◆ **Stated exercise**
Reproduce all entries precisely as they are written.
[start Data for this exercise]
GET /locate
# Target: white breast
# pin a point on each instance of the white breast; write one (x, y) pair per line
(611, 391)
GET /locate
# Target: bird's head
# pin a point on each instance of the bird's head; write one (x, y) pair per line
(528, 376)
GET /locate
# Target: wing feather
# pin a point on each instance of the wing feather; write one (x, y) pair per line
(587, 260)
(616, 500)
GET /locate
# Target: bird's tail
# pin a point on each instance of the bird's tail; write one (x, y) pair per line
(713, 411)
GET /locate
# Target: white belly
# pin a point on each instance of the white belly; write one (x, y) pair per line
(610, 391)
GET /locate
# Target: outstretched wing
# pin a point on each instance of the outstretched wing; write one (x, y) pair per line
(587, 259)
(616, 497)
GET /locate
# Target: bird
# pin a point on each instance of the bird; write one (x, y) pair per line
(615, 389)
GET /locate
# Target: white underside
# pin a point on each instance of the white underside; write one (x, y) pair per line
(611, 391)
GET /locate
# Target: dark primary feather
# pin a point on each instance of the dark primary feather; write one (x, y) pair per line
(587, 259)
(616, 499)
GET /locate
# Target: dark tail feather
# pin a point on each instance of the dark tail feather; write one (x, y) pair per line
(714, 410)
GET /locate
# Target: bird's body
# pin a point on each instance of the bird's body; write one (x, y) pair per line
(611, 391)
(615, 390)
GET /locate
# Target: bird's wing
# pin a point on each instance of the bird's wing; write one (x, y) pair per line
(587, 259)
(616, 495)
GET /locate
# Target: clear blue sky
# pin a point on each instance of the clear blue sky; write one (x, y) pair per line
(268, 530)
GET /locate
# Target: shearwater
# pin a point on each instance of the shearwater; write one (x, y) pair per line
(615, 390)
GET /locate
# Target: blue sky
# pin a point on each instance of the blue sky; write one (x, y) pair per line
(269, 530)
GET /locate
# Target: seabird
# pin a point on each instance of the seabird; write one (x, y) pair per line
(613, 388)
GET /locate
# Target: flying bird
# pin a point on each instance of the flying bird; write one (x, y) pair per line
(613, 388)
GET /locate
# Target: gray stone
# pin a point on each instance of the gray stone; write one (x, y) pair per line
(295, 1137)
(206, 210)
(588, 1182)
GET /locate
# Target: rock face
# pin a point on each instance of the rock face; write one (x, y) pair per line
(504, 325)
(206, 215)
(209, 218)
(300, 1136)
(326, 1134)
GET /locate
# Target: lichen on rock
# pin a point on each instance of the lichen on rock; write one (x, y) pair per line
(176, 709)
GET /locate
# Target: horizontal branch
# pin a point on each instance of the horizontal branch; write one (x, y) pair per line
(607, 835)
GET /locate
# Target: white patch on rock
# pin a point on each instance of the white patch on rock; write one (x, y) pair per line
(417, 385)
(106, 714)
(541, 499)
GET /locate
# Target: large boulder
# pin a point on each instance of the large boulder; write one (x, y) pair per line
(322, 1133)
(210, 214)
[end Data for this exercise]
◆ **Response to this task**
GET /locate
# Target: white breast
# pin a point on each instance of the white breast; write one (x, y) pair per line
(611, 391)
GET /locate
# Target: bird's head
# pin a point on each instance of the bird's head; write one (x, y) pair per line
(528, 376)
GET /locate
# Target: wing feather
# pin a point on each instance of the wing feather; write one (x, y) pair per line
(587, 260)
(616, 500)
GET /locate
# Target: bird's tail
# pin a point on each instance of the bird's tail; write one (x, y) pair per line
(713, 411)
GET /locate
# Target: white belly
# pin a point on each instance of the white belly; write one (x, y) pair per line
(610, 391)
GET /locate
# Target: outstretched wing
# pin a point on each instance of the outstretched wing; write one (x, y) pair per line
(587, 259)
(616, 497)
GET /locate
# Target: bird
# pin a point on each instance of the bird; write one (x, y) pair per line
(615, 389)
GET /locate
# Target: white underside
# pin a point on each instance of the white underside; write one (x, y) pair per line
(611, 391)
GET /locate
# Target: dark primary feather
# pin a point on each instance of the dark primary feather; write one (x, y) pair per line
(587, 259)
(616, 499)
GET /locate
# Target: dark tail feather
# pin a point on each instance of the dark tail feather; write one (x, y) pair per line
(714, 410)
GET /locate
# Target: bird's body
# pin a point on each instance of the bird's body; write one (x, y) pair per line
(611, 391)
(615, 390)
GET /locate
# Target: bird's wing
# pin a point on each instance of the bird's wing; write one (x, y) pair per line
(587, 259)
(616, 495)
GET /locate
# Target: clear blue sky
# pin a point on each instance of the clear blue sky; write one (x, y) pair per line
(268, 530)
GET /locate
# Target: shearwater
# pin a point on each instance of the shearwater; write one (x, y) pair per line
(615, 390)
GET /locate
# Target: blue sky
# pin a point on each instance of the blue sky; write one (x, y) pair per line
(269, 530)
GET /locate
# Target: seabird
# pin a point on each instance of the seabird; write one (x, y) pair per line
(613, 388)
GET /locate
# Target: flying bird
# pin a point on each instance of the flying bird; write one (x, y) pair per line
(613, 388)
GET /locate
# Target: gray stone
# pin a point on each instance of the gray stone; write one (x, y) pair per line
(295, 1137)
(206, 210)
(588, 1182)
GET /locate
# Target: rock face
# pin a point on each instance of the rock face; write one (x, y) pair per line
(504, 325)
(206, 215)
(209, 218)
(300, 1136)
(326, 1134)
GET /locate
# Target: lichen on rock
# pin a point on each instance of the lichen on rock; write one (x, y) pair per line
(176, 709)
GET /locate
# Target: horizontal branch
# pin a point on each instance of the horizontal branch; write one (x, y) pair per line
(607, 835)
GET /locate
# Target: white patch on rock
# pin a point on each instance of the white patch on rock; write one (x, y) pair per line
(417, 385)
(106, 714)
(541, 499)
GET /locate
# Target: large boulder
# pin a point on each instance of the large boulder; write one (x, y) pair per line
(322, 1133)
(210, 214)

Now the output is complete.